-- Opening Marker --

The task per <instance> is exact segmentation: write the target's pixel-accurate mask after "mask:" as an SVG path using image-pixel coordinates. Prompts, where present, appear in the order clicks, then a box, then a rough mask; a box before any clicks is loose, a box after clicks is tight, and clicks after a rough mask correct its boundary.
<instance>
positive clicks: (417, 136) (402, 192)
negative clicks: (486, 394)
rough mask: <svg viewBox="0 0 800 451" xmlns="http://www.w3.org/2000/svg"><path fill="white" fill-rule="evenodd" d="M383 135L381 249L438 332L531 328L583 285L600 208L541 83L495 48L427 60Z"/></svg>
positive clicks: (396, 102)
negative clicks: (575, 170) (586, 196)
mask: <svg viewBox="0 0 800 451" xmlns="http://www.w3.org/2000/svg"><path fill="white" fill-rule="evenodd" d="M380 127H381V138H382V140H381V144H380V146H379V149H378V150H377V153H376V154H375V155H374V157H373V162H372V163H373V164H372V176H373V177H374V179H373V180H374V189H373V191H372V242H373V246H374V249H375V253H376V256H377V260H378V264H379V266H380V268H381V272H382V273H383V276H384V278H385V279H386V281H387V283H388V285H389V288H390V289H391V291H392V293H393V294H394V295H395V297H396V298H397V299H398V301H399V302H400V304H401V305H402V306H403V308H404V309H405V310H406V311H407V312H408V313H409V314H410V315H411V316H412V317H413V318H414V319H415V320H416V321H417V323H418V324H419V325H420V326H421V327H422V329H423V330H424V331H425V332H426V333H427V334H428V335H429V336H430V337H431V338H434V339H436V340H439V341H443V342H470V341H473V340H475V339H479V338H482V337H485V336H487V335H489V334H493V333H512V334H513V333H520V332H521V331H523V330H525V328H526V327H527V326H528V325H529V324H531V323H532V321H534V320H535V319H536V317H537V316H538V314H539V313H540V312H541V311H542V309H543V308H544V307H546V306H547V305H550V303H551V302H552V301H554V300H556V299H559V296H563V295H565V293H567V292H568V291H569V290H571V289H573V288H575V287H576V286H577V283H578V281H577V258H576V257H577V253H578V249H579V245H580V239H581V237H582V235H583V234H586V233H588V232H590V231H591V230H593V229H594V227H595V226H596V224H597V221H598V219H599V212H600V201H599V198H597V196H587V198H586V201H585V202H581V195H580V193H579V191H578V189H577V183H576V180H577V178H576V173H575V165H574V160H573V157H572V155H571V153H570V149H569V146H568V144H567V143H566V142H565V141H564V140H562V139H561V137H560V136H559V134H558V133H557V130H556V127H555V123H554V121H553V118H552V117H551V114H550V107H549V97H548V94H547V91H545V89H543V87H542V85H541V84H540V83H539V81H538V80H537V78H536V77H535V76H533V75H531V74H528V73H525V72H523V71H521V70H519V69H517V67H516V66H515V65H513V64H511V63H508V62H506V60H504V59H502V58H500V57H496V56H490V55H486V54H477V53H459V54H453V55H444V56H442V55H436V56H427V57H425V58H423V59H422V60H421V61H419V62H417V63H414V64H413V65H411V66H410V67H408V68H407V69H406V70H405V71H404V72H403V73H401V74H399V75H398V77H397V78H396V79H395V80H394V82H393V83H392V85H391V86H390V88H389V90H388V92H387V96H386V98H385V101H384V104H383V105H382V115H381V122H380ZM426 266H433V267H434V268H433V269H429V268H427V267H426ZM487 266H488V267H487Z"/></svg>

-- Closing Marker --

_What to work on_: For every line of the listing, produce an identical copy.

_Written response_:
The task per <instance> is exact segmentation: write the target's pixel-accurate mask after "mask:" as an SVG path using image-pixel coordinates. Prompts, where present, appear in the order clicks, then a box, then a rough mask; a box before any clicks is loose, a box after clicks is tight, and clicks after a rough mask correct its boundary.
<instance>
positive clicks: (417, 136) (402, 192)
negative clicks: (486, 394)
rough mask: <svg viewBox="0 0 800 451" xmlns="http://www.w3.org/2000/svg"><path fill="white" fill-rule="evenodd" d="M383 135L381 249L438 332L531 328L583 285L600 208L541 83L495 48L427 60Z"/></svg>
positive clicks: (396, 102)
negative clicks: (575, 170) (586, 196)
mask: <svg viewBox="0 0 800 451" xmlns="http://www.w3.org/2000/svg"><path fill="white" fill-rule="evenodd" d="M380 127H381V138H382V140H381V144H380V146H379V149H378V150H377V153H376V154H375V155H374V157H373V162H372V163H373V164H372V176H373V177H374V179H373V180H374V189H373V191H372V242H373V246H374V249H375V253H376V256H377V260H378V264H379V266H380V268H381V272H382V273H383V276H384V278H385V279H386V281H387V283H388V285H389V288H390V289H391V291H392V293H393V294H394V295H395V297H396V298H397V299H398V301H399V302H400V304H401V305H402V306H403V308H404V309H405V310H406V311H407V312H408V313H409V314H410V315H411V316H412V317H413V318H414V319H415V320H416V321H417V323H418V324H419V325H420V326H421V327H422V329H423V330H424V331H425V332H426V333H427V334H428V335H429V336H430V337H431V338H434V339H436V340H439V341H443V342H470V341H473V340H475V339H479V338H482V337H485V336H487V335H489V334H493V333H512V334H513V333H520V332H521V331H523V330H525V328H526V327H527V326H528V325H529V324H531V323H532V321H534V320H535V319H536V317H537V316H538V314H539V313H540V312H541V311H542V309H543V308H544V307H546V306H547V305H550V303H551V302H552V301H554V300H556V299H559V296H563V295H565V293H567V292H568V291H569V290H571V289H573V288H575V287H576V286H577V283H578V281H577V258H576V257H577V253H578V249H579V245H580V239H581V237H582V235H583V234H586V233H588V232H590V231H591V230H593V229H594V227H595V226H596V224H597V221H598V219H599V212H600V201H599V198H597V196H587V198H586V201H585V202H581V195H580V193H579V191H578V189H577V183H576V180H577V178H576V173H575V165H574V160H573V157H572V155H571V153H570V149H569V146H568V144H567V143H566V142H565V141H564V140H562V139H561V137H560V136H559V134H558V133H557V130H556V127H555V123H554V121H553V118H552V117H551V114H550V107H549V97H548V94H547V91H545V89H543V87H542V85H541V84H540V83H539V81H538V80H537V78H536V77H535V76H533V75H531V74H528V73H525V72H523V71H521V70H519V69H517V67H516V66H515V65H513V64H511V63H508V62H506V60H504V59H502V58H500V57H496V56H490V55H486V54H477V53H459V54H453V55H444V56H442V55H436V56H427V57H425V58H423V59H422V60H421V61H419V62H417V63H414V64H413V65H411V66H410V67H408V68H407V69H406V70H405V71H404V72H403V73H401V74H399V75H398V77H397V78H396V79H395V80H394V82H393V83H392V85H391V86H390V88H389V90H388V92H387V96H386V98H385V101H384V104H383V105H382V115H381V122H380ZM426 266H433V267H434V268H433V269H429V268H427V267H426ZM487 266H488V267H487Z"/></svg>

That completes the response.